PROBLEM STATEMENT
Can you turn the lines below into a numbered list, dropping any blank lines and leaving out the pictures?

TASK INPUT
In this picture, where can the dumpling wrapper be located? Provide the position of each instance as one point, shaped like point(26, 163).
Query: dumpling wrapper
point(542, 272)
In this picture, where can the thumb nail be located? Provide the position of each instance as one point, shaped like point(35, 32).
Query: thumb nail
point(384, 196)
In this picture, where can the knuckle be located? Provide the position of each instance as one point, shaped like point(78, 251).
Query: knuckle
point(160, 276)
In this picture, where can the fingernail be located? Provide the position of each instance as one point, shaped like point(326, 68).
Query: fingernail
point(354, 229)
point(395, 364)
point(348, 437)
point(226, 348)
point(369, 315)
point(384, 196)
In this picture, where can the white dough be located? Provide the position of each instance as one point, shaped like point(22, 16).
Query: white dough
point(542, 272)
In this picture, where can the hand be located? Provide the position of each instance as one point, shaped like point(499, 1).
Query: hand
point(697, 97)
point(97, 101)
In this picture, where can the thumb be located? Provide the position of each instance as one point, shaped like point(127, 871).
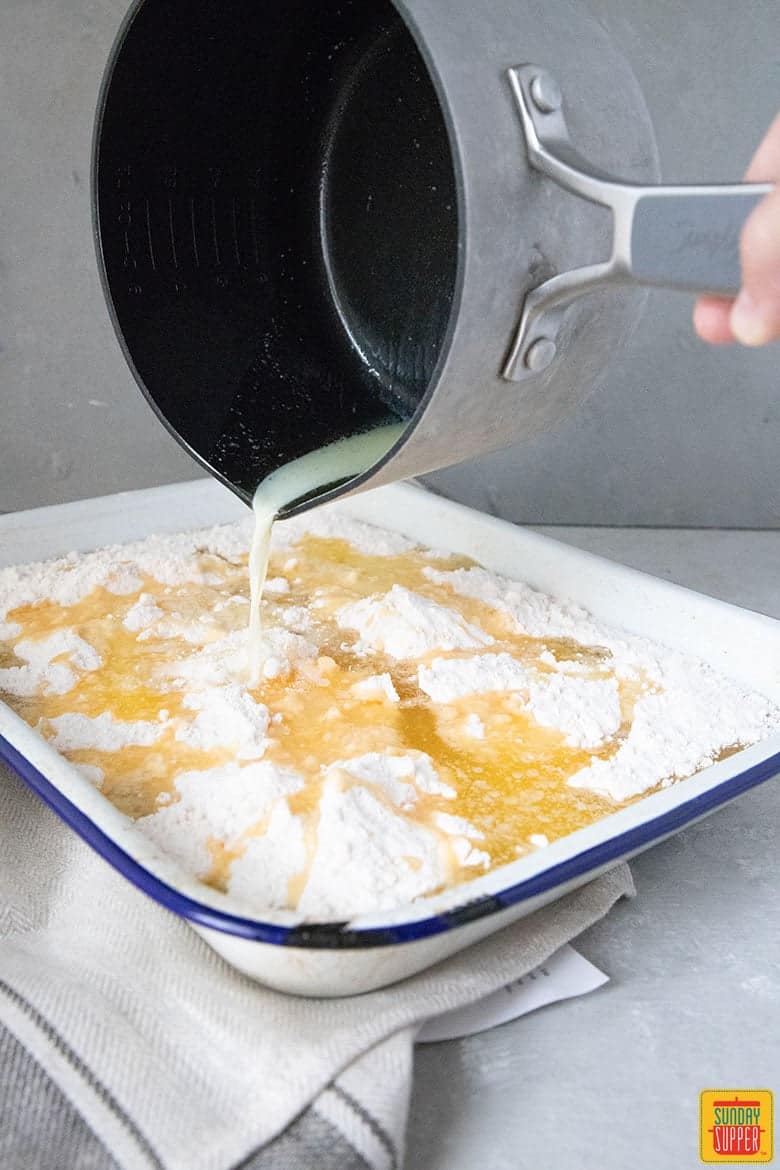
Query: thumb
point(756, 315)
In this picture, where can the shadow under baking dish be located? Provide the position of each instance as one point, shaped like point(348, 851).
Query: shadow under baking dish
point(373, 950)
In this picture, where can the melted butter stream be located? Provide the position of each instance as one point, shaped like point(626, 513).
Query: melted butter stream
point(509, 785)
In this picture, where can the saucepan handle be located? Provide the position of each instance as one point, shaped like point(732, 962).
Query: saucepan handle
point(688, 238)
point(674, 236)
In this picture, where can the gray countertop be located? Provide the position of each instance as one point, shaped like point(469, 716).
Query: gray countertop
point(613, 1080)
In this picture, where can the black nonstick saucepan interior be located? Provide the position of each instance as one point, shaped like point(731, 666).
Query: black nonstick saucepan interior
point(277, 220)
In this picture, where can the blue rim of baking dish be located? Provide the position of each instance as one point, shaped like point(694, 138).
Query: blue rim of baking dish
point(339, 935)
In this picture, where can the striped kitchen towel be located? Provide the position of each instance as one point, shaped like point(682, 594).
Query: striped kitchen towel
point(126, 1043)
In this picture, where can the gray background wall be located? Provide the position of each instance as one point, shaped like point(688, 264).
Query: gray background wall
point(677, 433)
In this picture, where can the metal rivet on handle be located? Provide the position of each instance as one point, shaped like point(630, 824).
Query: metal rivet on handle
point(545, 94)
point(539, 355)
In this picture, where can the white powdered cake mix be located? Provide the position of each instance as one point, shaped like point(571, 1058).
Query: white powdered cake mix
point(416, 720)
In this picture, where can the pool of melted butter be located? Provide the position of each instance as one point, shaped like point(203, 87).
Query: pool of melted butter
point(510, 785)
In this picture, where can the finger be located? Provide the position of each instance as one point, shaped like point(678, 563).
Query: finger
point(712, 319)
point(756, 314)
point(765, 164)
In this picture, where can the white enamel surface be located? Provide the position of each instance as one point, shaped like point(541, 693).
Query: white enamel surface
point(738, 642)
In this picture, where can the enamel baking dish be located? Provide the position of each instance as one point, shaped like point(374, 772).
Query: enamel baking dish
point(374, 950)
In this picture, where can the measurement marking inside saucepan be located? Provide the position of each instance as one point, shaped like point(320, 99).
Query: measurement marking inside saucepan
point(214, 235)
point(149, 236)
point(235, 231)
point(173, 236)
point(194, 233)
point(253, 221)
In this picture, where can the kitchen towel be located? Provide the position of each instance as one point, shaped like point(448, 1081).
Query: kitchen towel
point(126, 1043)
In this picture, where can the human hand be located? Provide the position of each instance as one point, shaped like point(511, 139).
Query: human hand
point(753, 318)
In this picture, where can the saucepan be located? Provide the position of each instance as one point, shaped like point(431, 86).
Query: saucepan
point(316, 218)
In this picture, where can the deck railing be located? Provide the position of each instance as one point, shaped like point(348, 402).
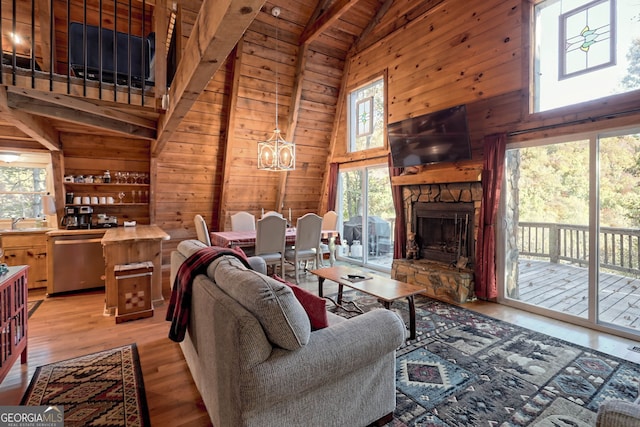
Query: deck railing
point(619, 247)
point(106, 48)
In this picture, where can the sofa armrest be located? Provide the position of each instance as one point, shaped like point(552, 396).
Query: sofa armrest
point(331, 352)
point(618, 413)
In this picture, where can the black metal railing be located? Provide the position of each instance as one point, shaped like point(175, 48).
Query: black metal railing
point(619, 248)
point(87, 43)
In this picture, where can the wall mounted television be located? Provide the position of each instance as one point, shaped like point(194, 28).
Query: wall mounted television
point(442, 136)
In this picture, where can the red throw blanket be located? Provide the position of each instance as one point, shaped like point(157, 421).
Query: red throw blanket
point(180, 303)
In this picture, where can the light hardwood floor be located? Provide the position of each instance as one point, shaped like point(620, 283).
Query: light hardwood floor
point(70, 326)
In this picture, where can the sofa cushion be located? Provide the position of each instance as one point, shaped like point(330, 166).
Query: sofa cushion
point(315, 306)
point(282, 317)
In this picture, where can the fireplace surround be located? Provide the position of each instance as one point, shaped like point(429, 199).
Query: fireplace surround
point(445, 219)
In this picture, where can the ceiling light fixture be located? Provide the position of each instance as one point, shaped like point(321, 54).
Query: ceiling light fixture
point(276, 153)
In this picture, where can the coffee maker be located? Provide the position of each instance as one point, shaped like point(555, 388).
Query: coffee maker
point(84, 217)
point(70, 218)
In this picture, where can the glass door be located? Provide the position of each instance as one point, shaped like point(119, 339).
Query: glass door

FINAL RESULT
1. In this picture, where can the dumpling wrapper be located? Provide the position of each instance as one point, shaped like point(26, 163).
2. Query: dumpling wrapper
3. point(542, 272)
4. In this picture, where can the thumb nail be located? Provide the position of each instance as one point, shaped like point(35, 32).
5. Query: thumb nail
6. point(384, 196)
7. In this picture, where can the knuckle be located? Provide the position of each instance as one point, shaped like point(78, 251).
8. Query: knuckle
9. point(160, 276)
10. In this picture, where can the fingernail be located? Provide the position of each instance as one point, shaped like point(326, 68).
11. Query: fingernail
12. point(354, 229)
13. point(395, 364)
14. point(348, 437)
15. point(226, 348)
16. point(369, 315)
17. point(384, 196)
18. In this picture, where can the white dough be located? Provide the position of each instance as one point, shaped like point(22, 16).
19. Query: white dough
20. point(542, 272)
21. In this picture, where can the hand be located? Provide the position of each instance as one point, shaped like point(499, 1).
22. Query: hand
23. point(697, 97)
24. point(97, 101)
25. In this picture, where can the thumb be located? Provide the position of each instance as one point, shaped like point(127, 871).
26. Query: thumb
27. point(756, 315)
28. In this picture, where can the shadow under baking dish be located? Provide the position of each instance as one point, shaped like point(348, 851).
29. Query: shadow under baking dish
30. point(373, 950)
31. In this picture, where can the melted butter stream be located? Provide the position of each instance as one point, shaped like point(626, 513).
32. Query: melted butter stream
33. point(509, 785)
34. In this picture, where can the saucepan handle be located? Provide the position of each instance as one point, shaped like point(732, 962).
35. Query: saucepan handle
36. point(688, 238)
37. point(674, 236)
38. In this picture, where can the gray countertop be located? Provide the position of each instance as one point, shaped like point(469, 716).
39. Query: gray countertop
40. point(613, 1080)
41. In this picture, where can the black nonstick saucepan interior be located? Provide the position of each instance as one point, shaped like point(731, 666).
42. Query: black nonstick saucepan interior
43. point(277, 220)
44. In this picture, where can the blue rim of baking dish be located? Provide the position of each instance as one point, shaped like point(694, 138).
45. Query: blue rim of baking dish
46. point(339, 935)
47. In this picture, where can the striped kitchen towel be located? Provide the position of each instance as one point, shaped like point(682, 594).
48. Query: striped kitchen towel
49. point(126, 1043)
50. In this picture, where can the gray background wall be located? Provide the position of each instance as one point, shaped like point(688, 264).
51. Query: gray background wall
52. point(677, 433)
53. In this picture, where can the metal rivet on handle be located? Provide the position of each instance as one point, shaped like point(630, 824).
54. Query: metal rivet on handle
55. point(545, 94)
56. point(539, 355)
57. In this picture, where can the white powdered cake mix be located? Provide the position of each instance as one point, shaped like point(571, 1058).
58. Query: white powdered cake mix
59. point(416, 720)
60. In this picture, where can the pool of melted butter be located? Provide the position of each instance as one point, shaped like point(203, 87).
61. Query: pool of melted butter
62. point(510, 785)
63. In this picture, where can the finger be located? Provide the position of each instance as one point, shaped like point(678, 563).
64. Query: finger
65. point(712, 319)
66. point(756, 314)
67. point(765, 164)
68. In this picture, where can the white enamel surface be located? Provide the position of each instance as one point, shaped like point(541, 693).
69. Query: white enamel surface
70. point(738, 642)
71. In this picture, where can the enamel baking dish be located? Provide the position of each instance as one point, shaped like point(374, 772).
72. Query: enamel baking dish
73. point(374, 950)
74. In this picture, where can the measurement marking inside saucepan be located? Provide the position of each instance as one point, shaped like point(320, 99).
75. Query: measurement marking inside saucepan
76. point(214, 235)
77. point(149, 236)
78. point(235, 231)
79. point(173, 236)
80. point(194, 233)
81. point(253, 221)
82. In this picture, where can the kitchen towel be located? Provide the position of each instance as one point, shaped like point(448, 1081).
83. Query: kitchen towel
84. point(126, 1043)
85. In this picture, where can the human hand be located? Provide the position of each instance as one point, shaped like point(511, 139).
86. Query: human hand
87. point(753, 318)
88. In this picture, where can the saucepan be located? Provide the position of each instance as one point, shaped like point(431, 86).
89. Query: saucepan
90. point(316, 218)
91. In this picture, where can the deck railing be located? Provide the position of each instance as one point, shaped like point(348, 402).
92. Query: deck railing
93. point(619, 247)
94. point(106, 48)
95. In this picture, where can the sofa armrest be located? Provide the position of each instance as one point, shaped like point(552, 396).
96. Query: sofa armrest
97. point(331, 352)
98. point(618, 413)
99. In this picture, where can the black metal railing be located? Provide the position of each instance as one point, shaped like point(175, 48).
100. Query: black metal railing
101. point(619, 248)
102. point(87, 43)
103. In this picture, where can the wall mounted television be located? Provide the position of each instance as one point, shaped like point(194, 28).
104. Query: wall mounted television
105. point(442, 136)
106. In this picture, where can the red throw blanket be located? Provide the position of each instance as one point, shaped like point(157, 421).
107. Query: red throw blanket
108. point(180, 303)
109. In this picture, where can the light hardwood floor be located? Provide the position of each instance as one point, shaped like point(620, 283).
110. Query: light hardwood floor
111. point(70, 326)
112. In this picture, where can the sofa cushion be located? Provide the position of each instance as one point, shaped like point(330, 166).
113. Query: sofa cushion
114. point(315, 306)
115. point(282, 317)
116. In this picture, where can the fireplace surround be located? Provide the position of each instance as one point, shaped like point(429, 199).
117. Query: fireplace surround
118. point(445, 219)
119. In this picture, where can the ceiling light fixture be located? Provide the position of each instance as one point, shaped like point(321, 54).
120. Query: ceiling light fixture
121. point(276, 153)
122. In this picture, where can the coffee maker be located? Provide the position of each instance as one point, shaped like point(555, 388).
123. Query: coffee maker
124. point(84, 217)
125. point(70, 218)
126. In this picture, where can the glass door be located? Provide the position of each instance as one point, shaped like point(119, 339).
127. Query: glass door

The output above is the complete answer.